#### What is required:
Reproduce the rows below word for word, from their first line through the line with "column 217, row 89", both lines included.

#### Records for the task:
====================
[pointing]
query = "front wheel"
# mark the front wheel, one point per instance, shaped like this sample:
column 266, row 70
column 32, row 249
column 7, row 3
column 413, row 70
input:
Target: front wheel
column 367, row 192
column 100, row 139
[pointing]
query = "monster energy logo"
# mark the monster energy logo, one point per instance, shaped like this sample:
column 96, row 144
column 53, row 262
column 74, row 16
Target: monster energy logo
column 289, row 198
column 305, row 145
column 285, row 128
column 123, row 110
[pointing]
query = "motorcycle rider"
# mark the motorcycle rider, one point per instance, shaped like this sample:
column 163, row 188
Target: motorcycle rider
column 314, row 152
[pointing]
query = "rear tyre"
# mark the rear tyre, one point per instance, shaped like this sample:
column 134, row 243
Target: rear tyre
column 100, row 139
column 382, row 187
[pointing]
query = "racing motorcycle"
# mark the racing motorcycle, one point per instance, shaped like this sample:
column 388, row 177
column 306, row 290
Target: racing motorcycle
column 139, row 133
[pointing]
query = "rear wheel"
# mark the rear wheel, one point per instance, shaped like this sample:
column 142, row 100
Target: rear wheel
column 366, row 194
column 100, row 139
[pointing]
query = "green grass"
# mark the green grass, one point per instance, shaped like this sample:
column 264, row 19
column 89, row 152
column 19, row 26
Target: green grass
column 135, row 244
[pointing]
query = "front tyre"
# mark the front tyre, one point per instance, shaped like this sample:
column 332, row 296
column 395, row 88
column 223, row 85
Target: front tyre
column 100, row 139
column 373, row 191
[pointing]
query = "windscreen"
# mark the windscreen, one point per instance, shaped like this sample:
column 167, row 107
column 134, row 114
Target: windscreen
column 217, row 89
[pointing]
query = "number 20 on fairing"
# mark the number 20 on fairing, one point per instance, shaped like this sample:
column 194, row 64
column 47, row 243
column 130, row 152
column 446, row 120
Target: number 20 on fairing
====================
#### Exercise solution:
[pointing]
query = "front wheel"
# mark the front wheel, one point per instance, shaped like this sample:
column 266, row 70
column 32, row 249
column 7, row 3
column 413, row 70
input:
Target: front wheel
column 367, row 192
column 100, row 139
[pointing]
query = "monster energy logo"
# mark the monster energy logo, one point per instance, shaped like this sample:
column 96, row 144
column 53, row 262
column 74, row 16
Target: monster energy logo
column 289, row 198
column 305, row 145
column 285, row 128
column 123, row 110
[pointing]
query = "motorcycle rider"
# mark the motorcycle rider, one point per instance, shaped like this sample:
column 163, row 188
Target: motorcycle rider
column 314, row 152
[pointing]
query = "rear tyre"
# mark the rear tyre, one point per instance, shaped like this sample:
column 134, row 243
Target: rear tyre
column 100, row 139
column 382, row 187
[pointing]
query = "racing motorcycle"
# mark the racing motorcycle, one point per instance, shaped like this sample:
column 388, row 177
column 306, row 290
Target: racing motorcycle
column 139, row 133
[pointing]
query = "rear wheel"
# mark the rear wheel, one point per instance, shaped like this sample:
column 142, row 100
Target: rear wheel
column 366, row 194
column 100, row 139
[pointing]
query = "green grass"
# mark the green grass, one point per instance, shaped like this sample:
column 264, row 19
column 89, row 152
column 19, row 26
Target: green grass
column 135, row 244
[pointing]
query = "front tyre"
# mark the front tyre, one point per instance, shaped like this sample:
column 332, row 296
column 395, row 88
column 223, row 85
Target: front tyre
column 100, row 139
column 373, row 191
[pointing]
query = "windscreen"
# mark the windscreen, one point per instance, shaped like this sample:
column 167, row 107
column 134, row 114
Target: windscreen
column 217, row 89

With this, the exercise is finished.